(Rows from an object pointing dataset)
——————————
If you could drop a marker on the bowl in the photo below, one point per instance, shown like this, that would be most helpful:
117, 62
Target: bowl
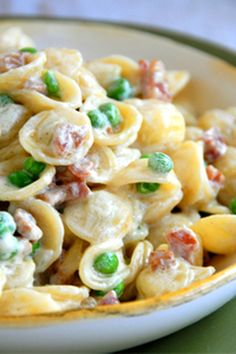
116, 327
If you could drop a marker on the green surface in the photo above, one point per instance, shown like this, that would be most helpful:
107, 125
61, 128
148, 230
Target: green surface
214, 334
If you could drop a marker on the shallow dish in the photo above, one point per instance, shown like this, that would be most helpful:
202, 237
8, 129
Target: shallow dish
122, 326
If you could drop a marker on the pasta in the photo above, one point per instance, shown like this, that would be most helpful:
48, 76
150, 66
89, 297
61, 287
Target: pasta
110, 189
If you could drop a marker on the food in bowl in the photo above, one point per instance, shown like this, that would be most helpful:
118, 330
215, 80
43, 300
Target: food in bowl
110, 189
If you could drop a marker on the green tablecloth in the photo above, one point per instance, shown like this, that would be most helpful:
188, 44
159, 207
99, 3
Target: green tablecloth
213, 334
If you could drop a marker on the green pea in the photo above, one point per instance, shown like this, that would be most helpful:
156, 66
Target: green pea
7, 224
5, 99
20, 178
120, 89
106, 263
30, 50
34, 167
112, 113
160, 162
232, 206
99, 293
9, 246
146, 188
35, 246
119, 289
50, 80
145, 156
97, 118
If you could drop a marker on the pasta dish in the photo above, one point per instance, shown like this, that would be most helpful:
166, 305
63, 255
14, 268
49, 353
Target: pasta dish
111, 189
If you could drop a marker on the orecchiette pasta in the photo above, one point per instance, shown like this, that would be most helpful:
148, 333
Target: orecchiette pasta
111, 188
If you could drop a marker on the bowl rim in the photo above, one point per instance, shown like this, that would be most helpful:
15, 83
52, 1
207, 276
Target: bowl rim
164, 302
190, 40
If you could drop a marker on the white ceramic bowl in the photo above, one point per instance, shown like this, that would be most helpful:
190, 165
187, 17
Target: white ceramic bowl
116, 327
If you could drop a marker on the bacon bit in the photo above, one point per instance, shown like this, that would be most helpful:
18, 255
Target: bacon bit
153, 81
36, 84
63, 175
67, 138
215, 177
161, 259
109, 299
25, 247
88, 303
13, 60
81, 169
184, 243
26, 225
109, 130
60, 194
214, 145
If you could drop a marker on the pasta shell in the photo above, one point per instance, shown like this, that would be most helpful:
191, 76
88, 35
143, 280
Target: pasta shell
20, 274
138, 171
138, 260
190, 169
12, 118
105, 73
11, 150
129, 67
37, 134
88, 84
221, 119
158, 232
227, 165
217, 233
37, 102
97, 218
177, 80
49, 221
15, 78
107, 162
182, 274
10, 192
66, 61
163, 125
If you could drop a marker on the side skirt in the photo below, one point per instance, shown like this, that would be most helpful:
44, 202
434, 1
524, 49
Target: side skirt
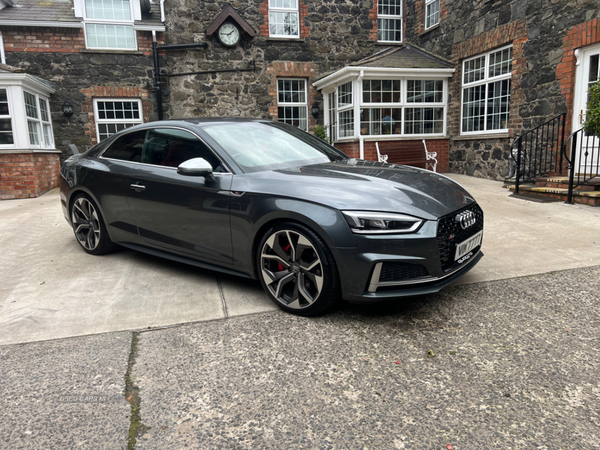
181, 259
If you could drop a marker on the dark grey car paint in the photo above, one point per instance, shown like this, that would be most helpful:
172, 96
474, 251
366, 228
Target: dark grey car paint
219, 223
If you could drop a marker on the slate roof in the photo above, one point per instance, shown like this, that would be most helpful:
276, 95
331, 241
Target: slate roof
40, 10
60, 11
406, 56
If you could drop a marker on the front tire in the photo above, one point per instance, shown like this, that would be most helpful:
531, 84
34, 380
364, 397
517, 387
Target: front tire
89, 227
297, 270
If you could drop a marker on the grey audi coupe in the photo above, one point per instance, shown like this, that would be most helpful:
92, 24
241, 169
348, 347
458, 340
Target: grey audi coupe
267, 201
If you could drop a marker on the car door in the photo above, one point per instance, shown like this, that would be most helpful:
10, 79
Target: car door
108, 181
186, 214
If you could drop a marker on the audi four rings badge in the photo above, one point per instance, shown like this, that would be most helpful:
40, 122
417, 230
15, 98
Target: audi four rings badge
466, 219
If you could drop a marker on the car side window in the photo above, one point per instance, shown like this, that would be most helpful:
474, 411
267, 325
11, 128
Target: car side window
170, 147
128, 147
——————————
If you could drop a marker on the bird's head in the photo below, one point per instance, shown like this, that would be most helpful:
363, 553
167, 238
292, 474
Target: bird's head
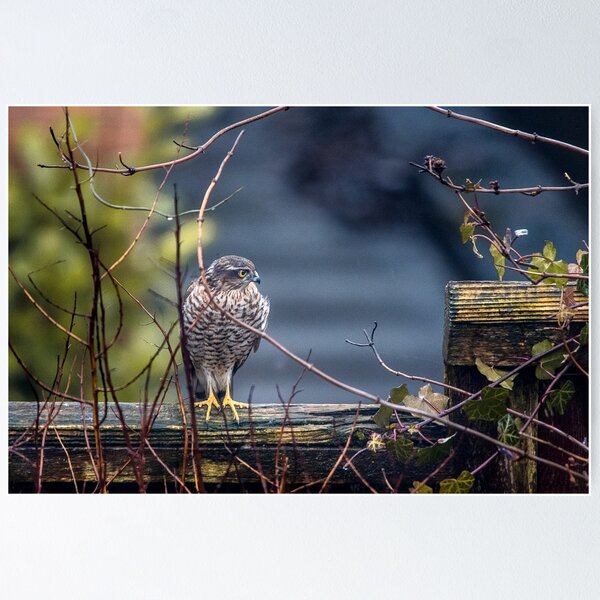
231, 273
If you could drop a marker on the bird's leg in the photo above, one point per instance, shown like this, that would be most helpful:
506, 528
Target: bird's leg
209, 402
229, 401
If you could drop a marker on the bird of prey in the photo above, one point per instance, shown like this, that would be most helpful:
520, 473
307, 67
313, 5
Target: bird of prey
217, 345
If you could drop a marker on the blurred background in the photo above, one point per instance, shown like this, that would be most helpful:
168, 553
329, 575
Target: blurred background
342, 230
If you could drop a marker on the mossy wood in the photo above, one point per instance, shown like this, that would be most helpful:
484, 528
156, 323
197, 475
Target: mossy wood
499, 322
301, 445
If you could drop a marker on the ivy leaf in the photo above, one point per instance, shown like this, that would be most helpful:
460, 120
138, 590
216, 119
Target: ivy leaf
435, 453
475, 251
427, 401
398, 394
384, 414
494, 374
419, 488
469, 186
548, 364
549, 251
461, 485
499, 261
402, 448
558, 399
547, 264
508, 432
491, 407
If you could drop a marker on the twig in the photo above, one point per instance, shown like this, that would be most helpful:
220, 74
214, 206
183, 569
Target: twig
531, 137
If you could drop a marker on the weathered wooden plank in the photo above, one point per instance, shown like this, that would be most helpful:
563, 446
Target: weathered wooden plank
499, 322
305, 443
——————————
▶ [WHAT IS NEEDED]: Gather every line in the records that contains the word "tablecloth" and copy each one out. Case counts when matching.

▶ [RESULT FOR THIS EXERCISE]:
If you could drop a marker on the green tablecloth in the photo above, one point per instance, shown like this, that would be most helpful:
Target: green tablecloth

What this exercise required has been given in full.